> **Request**:
Rewrite the entries below as a numbered list, from the line holding "of the yellow" through the line holding "of the road", both included, with blank lines left out. List only those lines.

[Start]

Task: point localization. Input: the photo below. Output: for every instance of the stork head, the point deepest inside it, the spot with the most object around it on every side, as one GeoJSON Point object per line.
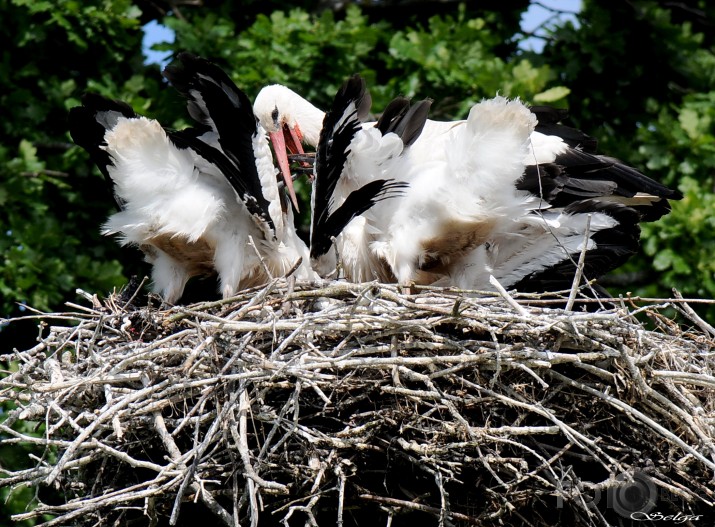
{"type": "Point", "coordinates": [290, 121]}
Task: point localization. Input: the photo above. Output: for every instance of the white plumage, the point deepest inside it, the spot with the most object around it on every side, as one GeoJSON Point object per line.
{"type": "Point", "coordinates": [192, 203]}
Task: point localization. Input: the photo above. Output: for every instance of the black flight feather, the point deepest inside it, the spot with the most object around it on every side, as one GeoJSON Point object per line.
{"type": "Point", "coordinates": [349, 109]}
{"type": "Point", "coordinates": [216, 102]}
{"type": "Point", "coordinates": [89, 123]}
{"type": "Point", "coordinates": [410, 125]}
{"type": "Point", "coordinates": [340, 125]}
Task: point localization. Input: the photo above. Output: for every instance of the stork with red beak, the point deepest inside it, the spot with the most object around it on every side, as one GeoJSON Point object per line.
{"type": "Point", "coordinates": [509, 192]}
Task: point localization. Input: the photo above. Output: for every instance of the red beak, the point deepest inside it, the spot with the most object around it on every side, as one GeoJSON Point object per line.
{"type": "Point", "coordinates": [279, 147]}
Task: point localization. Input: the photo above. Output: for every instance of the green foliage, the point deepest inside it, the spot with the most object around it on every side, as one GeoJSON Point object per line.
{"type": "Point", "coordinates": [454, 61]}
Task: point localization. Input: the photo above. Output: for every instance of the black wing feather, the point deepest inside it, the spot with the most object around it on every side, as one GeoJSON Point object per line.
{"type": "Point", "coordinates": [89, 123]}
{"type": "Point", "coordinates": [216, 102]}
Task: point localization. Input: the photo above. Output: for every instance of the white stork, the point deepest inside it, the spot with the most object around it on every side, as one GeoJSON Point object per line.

[End]
[Start]

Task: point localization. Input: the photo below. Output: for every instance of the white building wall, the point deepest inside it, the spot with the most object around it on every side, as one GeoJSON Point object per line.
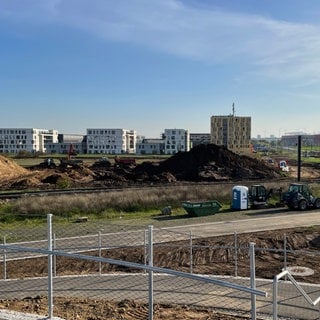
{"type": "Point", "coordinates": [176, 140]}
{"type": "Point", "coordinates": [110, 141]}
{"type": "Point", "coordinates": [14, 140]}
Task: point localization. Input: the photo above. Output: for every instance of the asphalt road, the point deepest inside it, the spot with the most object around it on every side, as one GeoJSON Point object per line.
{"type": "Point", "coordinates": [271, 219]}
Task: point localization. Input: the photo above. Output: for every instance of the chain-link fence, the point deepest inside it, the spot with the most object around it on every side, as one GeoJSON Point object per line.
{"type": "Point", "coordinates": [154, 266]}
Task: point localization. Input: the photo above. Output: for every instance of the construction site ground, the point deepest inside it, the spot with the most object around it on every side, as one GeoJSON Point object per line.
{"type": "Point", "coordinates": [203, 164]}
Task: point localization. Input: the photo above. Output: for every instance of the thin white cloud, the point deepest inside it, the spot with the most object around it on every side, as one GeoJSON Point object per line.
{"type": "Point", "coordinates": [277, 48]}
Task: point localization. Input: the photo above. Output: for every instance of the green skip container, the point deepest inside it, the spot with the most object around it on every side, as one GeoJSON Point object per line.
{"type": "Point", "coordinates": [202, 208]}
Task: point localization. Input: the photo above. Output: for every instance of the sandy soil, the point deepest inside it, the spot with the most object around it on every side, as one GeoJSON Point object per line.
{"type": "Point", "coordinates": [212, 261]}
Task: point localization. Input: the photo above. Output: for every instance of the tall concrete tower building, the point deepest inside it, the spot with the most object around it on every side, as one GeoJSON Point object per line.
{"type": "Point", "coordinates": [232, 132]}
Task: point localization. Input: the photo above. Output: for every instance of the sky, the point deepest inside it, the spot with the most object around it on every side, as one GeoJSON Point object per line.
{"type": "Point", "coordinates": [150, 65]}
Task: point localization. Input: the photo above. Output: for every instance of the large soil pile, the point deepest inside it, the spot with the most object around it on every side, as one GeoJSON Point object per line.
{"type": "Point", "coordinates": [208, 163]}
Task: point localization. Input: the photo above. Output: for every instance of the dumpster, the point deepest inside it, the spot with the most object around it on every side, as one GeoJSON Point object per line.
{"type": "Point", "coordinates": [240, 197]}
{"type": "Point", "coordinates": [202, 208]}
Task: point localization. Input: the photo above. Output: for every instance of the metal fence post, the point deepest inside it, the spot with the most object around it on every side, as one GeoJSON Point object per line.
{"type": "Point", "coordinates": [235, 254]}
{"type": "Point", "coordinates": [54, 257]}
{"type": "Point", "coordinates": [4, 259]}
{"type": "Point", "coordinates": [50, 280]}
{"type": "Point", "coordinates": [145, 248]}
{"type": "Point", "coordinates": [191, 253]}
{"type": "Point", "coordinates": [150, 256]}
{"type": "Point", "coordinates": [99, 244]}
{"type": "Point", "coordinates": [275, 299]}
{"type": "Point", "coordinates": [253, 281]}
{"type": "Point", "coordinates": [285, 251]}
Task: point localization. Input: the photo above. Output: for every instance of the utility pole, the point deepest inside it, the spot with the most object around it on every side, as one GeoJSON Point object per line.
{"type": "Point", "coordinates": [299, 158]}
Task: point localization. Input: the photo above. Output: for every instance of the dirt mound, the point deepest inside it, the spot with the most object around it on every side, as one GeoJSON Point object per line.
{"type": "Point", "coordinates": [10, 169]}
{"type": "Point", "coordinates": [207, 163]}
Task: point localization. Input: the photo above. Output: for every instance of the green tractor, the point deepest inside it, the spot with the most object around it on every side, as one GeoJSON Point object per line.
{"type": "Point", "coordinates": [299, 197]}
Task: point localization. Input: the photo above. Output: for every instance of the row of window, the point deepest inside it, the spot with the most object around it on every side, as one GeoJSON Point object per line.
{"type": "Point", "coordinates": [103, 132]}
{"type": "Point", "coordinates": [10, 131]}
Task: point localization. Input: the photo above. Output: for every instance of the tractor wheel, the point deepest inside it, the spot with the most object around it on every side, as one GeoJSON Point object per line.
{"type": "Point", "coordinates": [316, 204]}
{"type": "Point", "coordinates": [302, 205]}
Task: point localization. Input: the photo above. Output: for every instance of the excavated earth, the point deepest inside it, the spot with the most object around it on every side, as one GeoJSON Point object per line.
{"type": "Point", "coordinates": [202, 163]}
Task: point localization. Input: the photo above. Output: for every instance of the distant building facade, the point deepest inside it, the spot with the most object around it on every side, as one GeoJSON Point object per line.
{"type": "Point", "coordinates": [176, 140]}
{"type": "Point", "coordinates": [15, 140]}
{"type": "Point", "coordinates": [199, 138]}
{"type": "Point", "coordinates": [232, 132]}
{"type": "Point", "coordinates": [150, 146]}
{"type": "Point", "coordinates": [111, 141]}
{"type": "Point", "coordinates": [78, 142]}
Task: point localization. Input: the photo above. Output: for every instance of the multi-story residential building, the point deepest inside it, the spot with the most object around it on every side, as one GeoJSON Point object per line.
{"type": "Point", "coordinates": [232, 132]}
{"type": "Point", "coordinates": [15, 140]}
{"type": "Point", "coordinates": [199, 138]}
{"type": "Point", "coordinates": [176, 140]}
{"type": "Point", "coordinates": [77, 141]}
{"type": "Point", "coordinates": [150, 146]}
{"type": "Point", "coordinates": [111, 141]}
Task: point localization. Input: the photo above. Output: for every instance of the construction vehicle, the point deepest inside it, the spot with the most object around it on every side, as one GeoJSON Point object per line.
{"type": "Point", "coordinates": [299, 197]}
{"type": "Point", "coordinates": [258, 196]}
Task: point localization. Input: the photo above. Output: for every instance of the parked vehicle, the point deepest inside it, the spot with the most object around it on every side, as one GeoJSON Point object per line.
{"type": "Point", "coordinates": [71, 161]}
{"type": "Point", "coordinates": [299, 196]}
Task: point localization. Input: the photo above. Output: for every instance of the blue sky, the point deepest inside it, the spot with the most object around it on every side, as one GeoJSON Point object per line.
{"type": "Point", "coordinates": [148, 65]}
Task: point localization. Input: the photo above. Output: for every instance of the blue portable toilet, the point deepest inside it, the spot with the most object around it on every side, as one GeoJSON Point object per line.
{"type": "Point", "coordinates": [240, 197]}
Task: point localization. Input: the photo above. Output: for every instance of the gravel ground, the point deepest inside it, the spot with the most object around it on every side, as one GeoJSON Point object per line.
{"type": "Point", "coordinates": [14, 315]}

[End]
[Start]

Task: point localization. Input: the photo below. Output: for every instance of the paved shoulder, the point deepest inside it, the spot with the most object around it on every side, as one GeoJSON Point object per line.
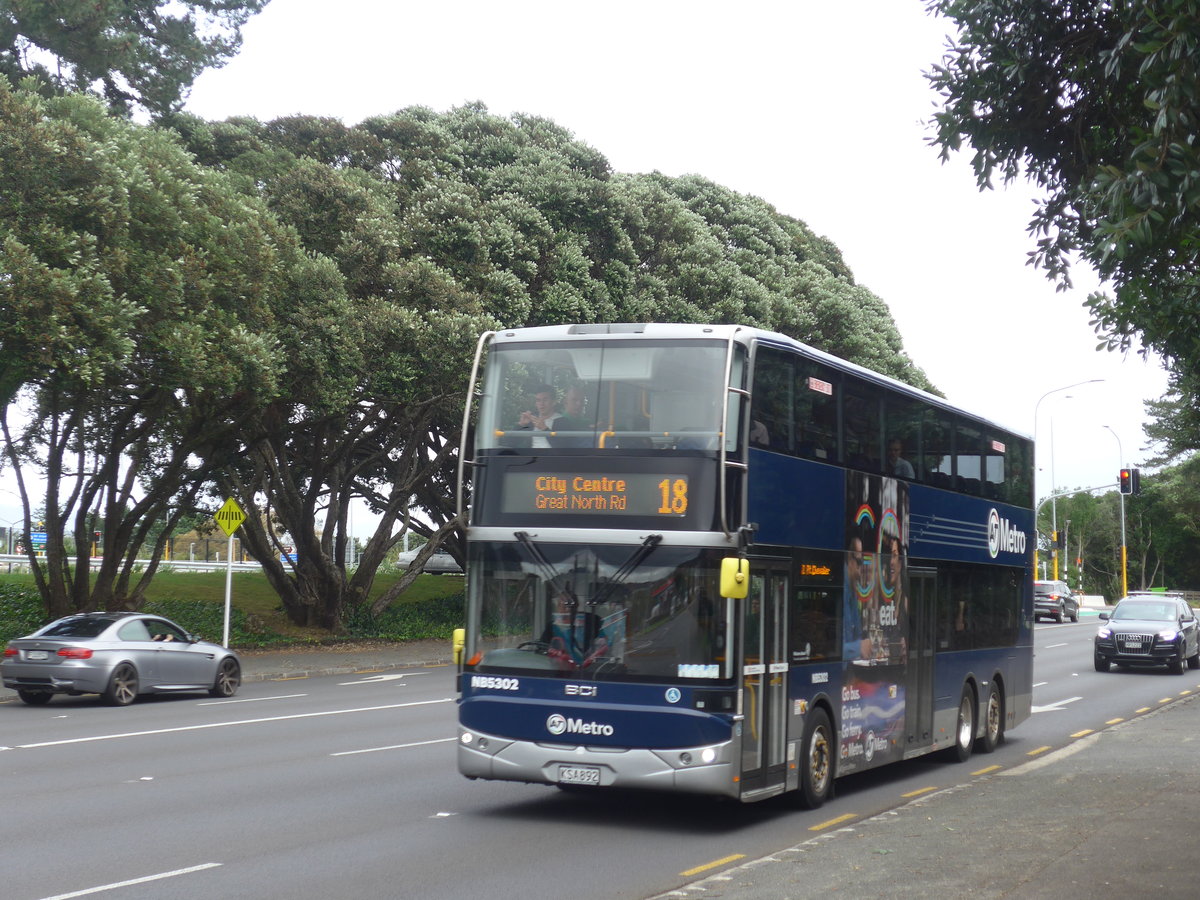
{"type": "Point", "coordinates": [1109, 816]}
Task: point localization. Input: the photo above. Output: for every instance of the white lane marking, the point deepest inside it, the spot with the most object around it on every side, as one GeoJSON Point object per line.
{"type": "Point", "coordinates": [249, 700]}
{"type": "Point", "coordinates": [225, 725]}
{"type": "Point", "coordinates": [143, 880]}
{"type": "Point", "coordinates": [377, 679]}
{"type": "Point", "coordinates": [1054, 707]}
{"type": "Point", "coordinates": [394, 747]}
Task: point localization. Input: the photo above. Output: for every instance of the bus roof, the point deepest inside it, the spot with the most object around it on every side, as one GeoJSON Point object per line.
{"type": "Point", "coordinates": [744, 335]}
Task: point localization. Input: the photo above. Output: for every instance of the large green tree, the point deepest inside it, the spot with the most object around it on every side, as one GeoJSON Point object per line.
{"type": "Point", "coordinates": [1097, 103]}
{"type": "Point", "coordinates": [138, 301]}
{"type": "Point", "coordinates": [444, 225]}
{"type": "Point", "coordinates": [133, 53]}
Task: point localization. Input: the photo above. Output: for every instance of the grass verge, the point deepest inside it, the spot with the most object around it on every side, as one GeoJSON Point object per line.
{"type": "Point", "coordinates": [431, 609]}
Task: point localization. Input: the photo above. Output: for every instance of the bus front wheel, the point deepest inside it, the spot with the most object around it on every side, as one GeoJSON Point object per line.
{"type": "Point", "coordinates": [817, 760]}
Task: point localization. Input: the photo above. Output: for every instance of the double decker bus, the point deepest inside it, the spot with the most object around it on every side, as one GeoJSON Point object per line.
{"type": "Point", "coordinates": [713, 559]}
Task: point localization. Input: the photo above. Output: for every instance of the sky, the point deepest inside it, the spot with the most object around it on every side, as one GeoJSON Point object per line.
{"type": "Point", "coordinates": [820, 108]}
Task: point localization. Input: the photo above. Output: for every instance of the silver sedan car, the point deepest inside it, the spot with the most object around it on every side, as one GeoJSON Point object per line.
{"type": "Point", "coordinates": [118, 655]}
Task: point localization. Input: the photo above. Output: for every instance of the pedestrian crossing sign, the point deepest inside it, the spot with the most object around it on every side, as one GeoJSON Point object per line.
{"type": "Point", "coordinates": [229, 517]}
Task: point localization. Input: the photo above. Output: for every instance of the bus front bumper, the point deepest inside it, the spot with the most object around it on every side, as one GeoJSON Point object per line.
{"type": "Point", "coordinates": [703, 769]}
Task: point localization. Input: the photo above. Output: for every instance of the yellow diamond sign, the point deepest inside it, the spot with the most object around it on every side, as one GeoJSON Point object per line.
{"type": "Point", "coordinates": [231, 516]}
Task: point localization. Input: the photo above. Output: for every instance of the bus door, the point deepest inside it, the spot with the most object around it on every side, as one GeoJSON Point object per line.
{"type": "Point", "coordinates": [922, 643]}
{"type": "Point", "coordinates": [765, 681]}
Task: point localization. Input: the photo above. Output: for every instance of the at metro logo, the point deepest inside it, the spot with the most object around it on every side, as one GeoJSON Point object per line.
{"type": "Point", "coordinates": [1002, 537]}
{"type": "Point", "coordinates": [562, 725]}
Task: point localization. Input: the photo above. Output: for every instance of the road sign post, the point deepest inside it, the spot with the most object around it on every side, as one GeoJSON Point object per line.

[End]

> **Solution below**:
1. Task: point localization. Input: the photo above. Output: for every instance of the yellow diamond sign, the point deepest inside it, the spot with the most object around it on every side, as one GeoJSON Point object per line.
2. {"type": "Point", "coordinates": [231, 516]}
3. Task: point localization. Input: the photo above. Output: for every instance of the bus door, the point deepest inside it, the spot with the most object around it on every side, as one GeoJSON Point object per line.
4. {"type": "Point", "coordinates": [922, 643]}
5. {"type": "Point", "coordinates": [765, 681]}
6. Task: point localization. Input: the photo above. Output: for every instance of the at metro logo, the point deepest inside it, the spot with the most object around it on every side, as one GeoJSON Point object per line.
7. {"type": "Point", "coordinates": [1002, 537]}
8. {"type": "Point", "coordinates": [562, 725]}
9. Task: point localization. Input: the photo above. Output: for every instance of the road sign post, the point deepest inside it, the spot with the most object around it on every side, as one GeoJSON Point object per line.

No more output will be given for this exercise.